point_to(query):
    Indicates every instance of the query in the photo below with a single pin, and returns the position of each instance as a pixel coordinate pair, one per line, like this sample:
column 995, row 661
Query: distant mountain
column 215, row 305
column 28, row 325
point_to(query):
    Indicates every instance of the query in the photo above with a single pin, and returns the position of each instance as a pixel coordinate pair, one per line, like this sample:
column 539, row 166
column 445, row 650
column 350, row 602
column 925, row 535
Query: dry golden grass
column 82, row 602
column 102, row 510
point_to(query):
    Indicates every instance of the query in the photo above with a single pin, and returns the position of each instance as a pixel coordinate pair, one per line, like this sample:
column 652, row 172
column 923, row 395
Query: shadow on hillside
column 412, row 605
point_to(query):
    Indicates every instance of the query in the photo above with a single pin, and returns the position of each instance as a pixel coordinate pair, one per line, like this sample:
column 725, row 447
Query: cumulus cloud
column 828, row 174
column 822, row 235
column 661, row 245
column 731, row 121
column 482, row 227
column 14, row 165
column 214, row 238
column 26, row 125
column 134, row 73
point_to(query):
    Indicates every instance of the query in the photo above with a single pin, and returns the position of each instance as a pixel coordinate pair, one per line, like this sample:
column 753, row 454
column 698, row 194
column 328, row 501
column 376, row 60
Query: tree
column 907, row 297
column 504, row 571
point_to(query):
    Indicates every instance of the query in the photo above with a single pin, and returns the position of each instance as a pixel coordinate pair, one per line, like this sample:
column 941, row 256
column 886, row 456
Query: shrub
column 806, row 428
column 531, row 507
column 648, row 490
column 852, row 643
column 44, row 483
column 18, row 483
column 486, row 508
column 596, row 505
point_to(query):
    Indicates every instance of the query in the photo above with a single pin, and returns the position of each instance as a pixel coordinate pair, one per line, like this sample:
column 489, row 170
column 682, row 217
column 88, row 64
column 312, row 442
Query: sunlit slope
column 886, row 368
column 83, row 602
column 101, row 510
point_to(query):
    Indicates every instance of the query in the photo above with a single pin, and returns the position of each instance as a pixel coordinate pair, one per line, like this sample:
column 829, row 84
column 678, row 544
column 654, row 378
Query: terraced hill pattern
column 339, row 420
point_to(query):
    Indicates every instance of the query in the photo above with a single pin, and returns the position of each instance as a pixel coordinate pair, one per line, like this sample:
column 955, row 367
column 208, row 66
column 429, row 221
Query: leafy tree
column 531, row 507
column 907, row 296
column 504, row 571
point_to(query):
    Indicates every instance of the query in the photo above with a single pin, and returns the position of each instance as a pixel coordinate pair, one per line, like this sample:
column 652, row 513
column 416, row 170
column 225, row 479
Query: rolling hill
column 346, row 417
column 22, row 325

• [Exercise requirements]
The answer is the data above, retyped exactly in full.

• [Exercise response]
point_to(query):
    Indicates every instance of the query in the photo below with a single pin, and returns the position of each instance as a pixel coordinate pair, one per line, like this sample:
column 995, row 661
Query: distant mountain
column 215, row 305
column 28, row 325
point_to(query):
    Indicates every instance of the query in the photo above with a single pin, and returns the position of each instance as a pixel coordinate pair, one per line, like this sample:
column 539, row 166
column 445, row 650
column 350, row 602
column 925, row 535
Query: dry golden grass
column 82, row 602
column 102, row 510
point_to(query):
    Indicates every instance of the query in the photo above with a single pin, and returns the position of each instance as a pixel coordinate pair, one per line, like this sample:
column 652, row 172
column 923, row 395
Query: shadow on hillside
column 412, row 605
point_to(query):
    Indicates every instance of the query in the photo above with a single pin, and returns the position of each instance as a pixel coordinate pair, one per line, like this sample:
column 725, row 447
Query: cumulus cloud
column 828, row 174
column 822, row 235
column 661, row 245
column 731, row 121
column 482, row 227
column 14, row 165
column 214, row 238
column 26, row 125
column 134, row 73
point_to(query):
    Indicates every instance of the query in the photo above with a single pin, and returns the position of each instance as a pixel coordinate pair, one per line, like this sample:
column 753, row 454
column 698, row 194
column 328, row 501
column 376, row 60
Query: tree
column 907, row 297
column 504, row 571
point_to(query):
    Indicates every instance of the query in the photo above with a single pin, and returns the position of each instance as a pixel coordinate pair, one per line, like this sample:
column 941, row 256
column 886, row 456
Query: shrub
column 806, row 428
column 531, row 507
column 648, row 490
column 852, row 643
column 44, row 483
column 18, row 483
column 486, row 508
column 596, row 505
point_to(query):
    Indicates every instance of the query in the photo above with a single pin, and returns the position of each instance as a pixel coordinate pair, one per line, like this sample:
column 489, row 170
column 682, row 217
column 88, row 64
column 312, row 442
Query: sunlit slope
column 886, row 368
column 83, row 602
column 101, row 510
point_to(query):
    Indicates every instance of the query in the photo above with a single pin, and returns the position of each instance as a pixel coordinate pair, one per line, like this sample:
column 829, row 84
column 678, row 544
column 654, row 378
Query: terraced hill pattern
column 339, row 420
point_to(query):
    Indicates every instance of the query in the photo above with a single pin, and returns the position of each instance as a pixel coordinate pair, one per line, like this sample:
column 955, row 367
column 208, row 66
column 429, row 221
Query: leafy tree
column 531, row 507
column 907, row 296
column 504, row 571
point_to(query):
    Indicates every instance of the query in the photo above with a single pin, and returns the position of each instance as a pixel coordinate pair, one per line, like this sample:
column 652, row 513
column 416, row 170
column 225, row 479
Query: rolling hill
column 346, row 417
column 22, row 325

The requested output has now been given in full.